__To be done__: In the Second Life text, what has Franciska done in the "real world" with other Second Life residents?

__Quoted text__:
********

Virtual world pixie robot or stay-at-home mom? Second Life makes it possible to be both. Not content to accept the limiting perceptions others have of her in daily life, Hungarian mother Franciska chooses to express her wilder side in a unique environment where reality is loosely defined.

And while her own avatar closely resembles her true self, many people push their alternate identities to more extreme levels. Opposite genders. Mythical creatures. Some even take the form of their own dream partner.

Through Second Life, Franciska has been able to nurture deep relationships across the globe, even going so far as to vacation in the “real world” with fellow Second Life residents. She says she prefers these friendships because they allow her to engage as the person she believes herself to be rather than the one society assumes she is.

********

__Given entries__:
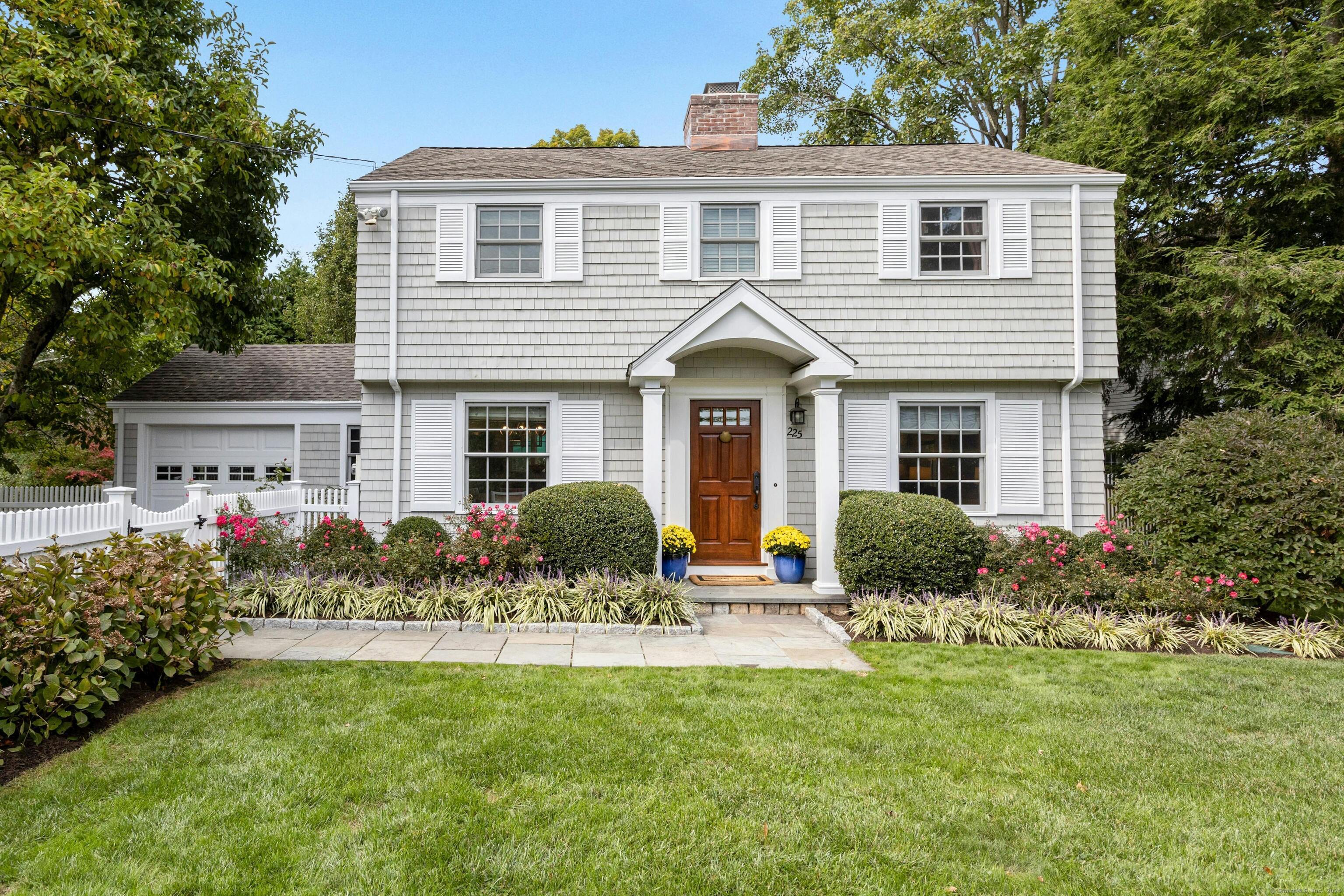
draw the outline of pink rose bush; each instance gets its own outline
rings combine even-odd
[[[1124,514],[1102,517],[1078,536],[1039,523],[985,533],[984,587],[1016,592],[1019,600],[1102,606],[1116,611],[1177,614],[1246,611],[1254,606],[1258,576],[1249,571],[1181,570],[1161,563],[1142,532]]]

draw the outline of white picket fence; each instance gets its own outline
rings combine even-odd
[[[282,516],[298,527],[324,514],[359,516],[359,482],[344,488],[304,488],[302,481],[265,492],[211,494],[203,482],[187,485],[187,502],[172,510],[149,510],[133,502],[136,490],[116,486],[105,490],[102,504],[51,506],[0,512],[0,555],[42,551],[52,543],[63,548],[95,547],[109,532],[181,532],[188,541],[212,540],[219,533],[215,520],[237,512],[246,498],[257,516]]]
[[[101,485],[0,485],[0,510],[99,504]]]

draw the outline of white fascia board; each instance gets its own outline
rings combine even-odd
[[[356,196],[387,196],[392,189],[402,192],[441,193],[585,193],[585,192],[667,192],[741,189],[757,193],[762,189],[909,189],[949,187],[976,189],[982,187],[1120,187],[1125,175],[918,175],[918,176],[809,176],[809,177],[534,177],[501,180],[371,180],[349,185]]]

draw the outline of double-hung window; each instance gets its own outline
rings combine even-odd
[[[982,404],[900,404],[899,489],[985,505]]]
[[[517,504],[550,473],[550,407],[466,404],[466,504]]]
[[[345,480],[353,482],[359,478],[359,427],[345,429]]]
[[[755,206],[700,207],[700,274],[755,274],[761,228]]]
[[[984,274],[985,207],[919,207],[919,271]]]
[[[542,208],[539,206],[476,210],[478,277],[542,275]]]

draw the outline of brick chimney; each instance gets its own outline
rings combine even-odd
[[[737,81],[704,85],[685,107],[681,136],[689,149],[755,149],[759,97]]]

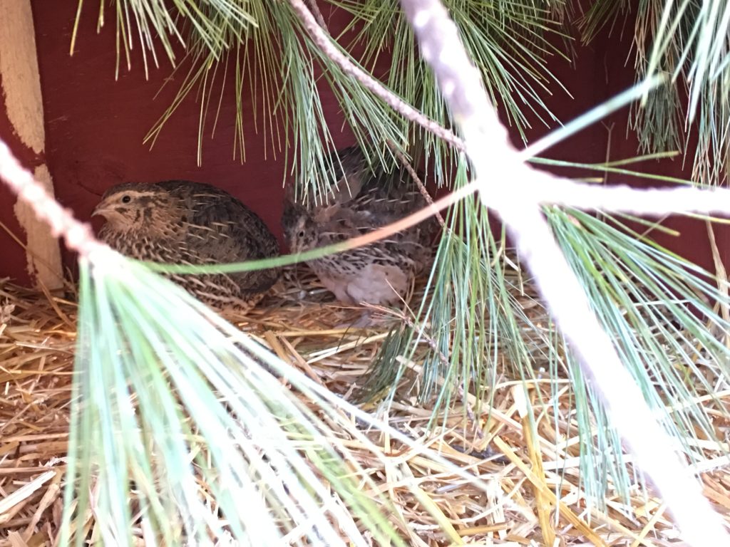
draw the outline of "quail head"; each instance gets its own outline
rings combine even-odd
[[[264,222],[210,185],[180,180],[118,185],[107,190],[92,214],[106,219],[99,232],[104,241],[140,260],[220,264],[279,254]],[[213,308],[245,311],[276,282],[279,272],[168,276]]]
[[[282,226],[292,252],[343,241],[407,217],[426,206],[404,170],[374,174],[362,151],[335,152],[326,204],[305,206],[288,198]],[[364,247],[307,263],[338,300],[386,304],[403,298],[430,266],[435,225],[430,220]]]

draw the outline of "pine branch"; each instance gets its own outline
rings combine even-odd
[[[439,0],[401,0],[401,4],[421,54],[461,127],[477,176],[491,175],[480,186],[483,200],[507,225],[556,322],[593,388],[602,394],[612,423],[653,479],[690,543],[697,547],[727,544],[730,536],[719,516],[677,457],[550,235],[539,201],[524,182],[534,174],[510,144],[447,12]],[[491,153],[485,153],[487,150]]]
[[[463,141],[454,135],[453,133],[439,125],[433,120],[429,120],[422,112],[414,109],[394,93],[388,91],[380,82],[362,69],[356,66],[350,59],[342,55],[332,44],[331,38],[317,23],[317,20],[307,8],[307,4],[304,2],[304,0],[289,0],[289,2],[291,4],[291,7],[294,11],[299,16],[304,28],[307,29],[312,41],[321,48],[322,51],[328,57],[339,66],[343,72],[353,77],[363,87],[372,91],[391,106],[391,108],[409,121],[418,124],[426,131],[433,133],[456,148],[458,150],[463,148]]]

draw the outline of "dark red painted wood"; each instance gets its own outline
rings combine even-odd
[[[201,167],[196,165],[199,105],[193,96],[175,112],[150,150],[142,144],[142,139],[169,104],[180,79],[173,77],[155,97],[162,83],[169,77],[170,66],[163,61],[161,67],[153,69],[149,80],[145,80],[137,47],[131,71],[127,71],[123,66],[119,79],[115,81],[113,16],[109,14],[107,26],[97,34],[97,5],[85,5],[77,51],[69,57],[76,2],[33,3],[45,108],[47,155],[56,194],[63,204],[87,220],[99,195],[113,184],[189,179],[216,185],[237,195],[279,235],[283,153],[278,152],[274,158],[270,147],[266,151],[263,136],[253,131],[254,105],[251,98],[243,98],[247,112],[244,165],[233,157],[234,97],[231,85],[224,93],[215,138],[207,137],[204,141]],[[345,19],[344,14],[337,12],[329,18],[334,34],[337,35]],[[557,86],[553,86],[551,96],[546,95],[551,109],[561,120],[569,120],[633,84],[632,58],[628,58],[629,61],[626,62],[629,40],[628,35],[622,39],[618,32],[610,36],[604,32],[591,45],[577,47],[575,66],[557,57],[550,59],[550,69],[572,96],[569,96]],[[160,53],[162,58],[161,50]],[[347,130],[340,133],[342,117],[334,96],[326,85],[320,89],[338,145],[351,144]],[[626,115],[624,110],[605,120],[614,128],[610,143],[612,159],[636,155],[636,139],[631,133],[627,136],[626,131]],[[534,120],[529,136],[535,139],[548,131]],[[548,155],[573,161],[602,161],[606,158],[607,136],[604,125],[597,124],[556,146]],[[513,134],[513,138],[520,145],[516,135]],[[680,160],[651,161],[634,167],[688,176],[688,170],[683,171]],[[580,174],[575,171],[562,172],[573,176]],[[627,181],[615,176],[611,176],[610,182],[646,185],[644,181]],[[0,213],[4,219],[8,217],[4,209],[0,209]],[[669,220],[667,224],[680,230],[682,237],[657,233],[661,243],[707,268],[712,268],[704,224],[681,218]],[[718,243],[727,260],[730,257],[727,252],[728,230],[719,231]],[[17,266],[21,256],[14,254],[10,260],[12,267],[2,265],[0,275],[18,275],[18,271],[24,268]],[[69,255],[66,261],[67,265],[73,263]]]

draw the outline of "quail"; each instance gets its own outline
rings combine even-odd
[[[107,190],[92,215],[106,220],[101,239],[140,260],[205,265],[279,254],[277,240],[264,221],[210,185],[182,180],[118,185]],[[279,271],[168,276],[214,309],[242,312],[263,298]]]
[[[362,150],[331,158],[332,189],[326,204],[305,206],[290,197],[282,217],[292,252],[345,241],[403,218],[426,205],[404,170],[371,171]],[[403,298],[429,267],[435,225],[426,221],[364,247],[307,262],[322,284],[348,303],[388,304]]]

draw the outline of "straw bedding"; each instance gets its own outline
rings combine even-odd
[[[293,366],[351,397],[386,335],[384,325],[367,330],[339,326],[356,320],[361,311],[332,303],[310,276],[299,271],[239,324]],[[0,547],[55,544],[61,516],[76,316],[71,300],[0,281]],[[397,320],[389,319],[391,325]],[[413,374],[419,373],[417,360],[411,368]],[[485,404],[479,416],[454,408],[446,423],[431,433],[426,430],[428,405],[416,406],[408,397],[393,404],[389,417],[399,430],[468,466],[491,486],[485,494],[374,433],[383,453],[402,459],[402,476],[386,476],[365,449],[361,463],[398,508],[399,518],[392,520],[407,543],[516,546],[557,540],[564,546],[681,544],[675,540],[676,531],[661,501],[638,486],[631,519],[618,497],[607,500],[607,512],[587,508],[578,489],[570,386],[564,381],[560,387],[557,416],[547,381],[535,382],[529,392],[542,403],[536,406],[545,409],[534,416],[541,435],[536,443],[539,451],[531,449],[529,428],[524,427],[529,419],[524,392],[509,379],[498,382],[491,408]],[[718,396],[728,401],[730,393]],[[711,443],[707,448],[705,492],[727,515],[730,475],[722,468],[726,459],[712,451]],[[399,478],[409,476],[418,481],[424,496],[420,500],[399,484]],[[447,523],[447,532],[437,519]]]

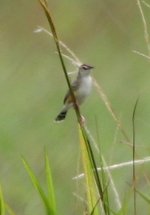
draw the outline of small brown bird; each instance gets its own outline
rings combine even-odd
[[[90,94],[92,88],[92,77],[90,75],[93,66],[82,64],[79,67],[77,79],[71,84],[72,90],[76,97],[78,105],[81,105],[85,98]],[[55,118],[56,122],[60,122],[65,119],[68,110],[73,107],[73,98],[70,90],[68,90],[64,98],[64,106],[58,116]]]

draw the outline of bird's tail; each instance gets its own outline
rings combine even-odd
[[[58,116],[55,118],[55,121],[56,122],[60,122],[62,120],[64,120],[66,118],[66,115],[67,115],[67,110],[62,110]]]

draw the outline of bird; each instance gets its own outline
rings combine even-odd
[[[71,84],[71,88],[76,98],[77,105],[81,105],[91,92],[92,88],[91,70],[93,68],[94,68],[93,66],[89,66],[87,64],[82,64],[81,66],[79,66],[77,78]],[[68,110],[73,106],[74,99],[69,89],[64,98],[63,108],[55,118],[55,122],[63,121],[66,118]]]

********

__Problem solution__: She has gone on vacation with them.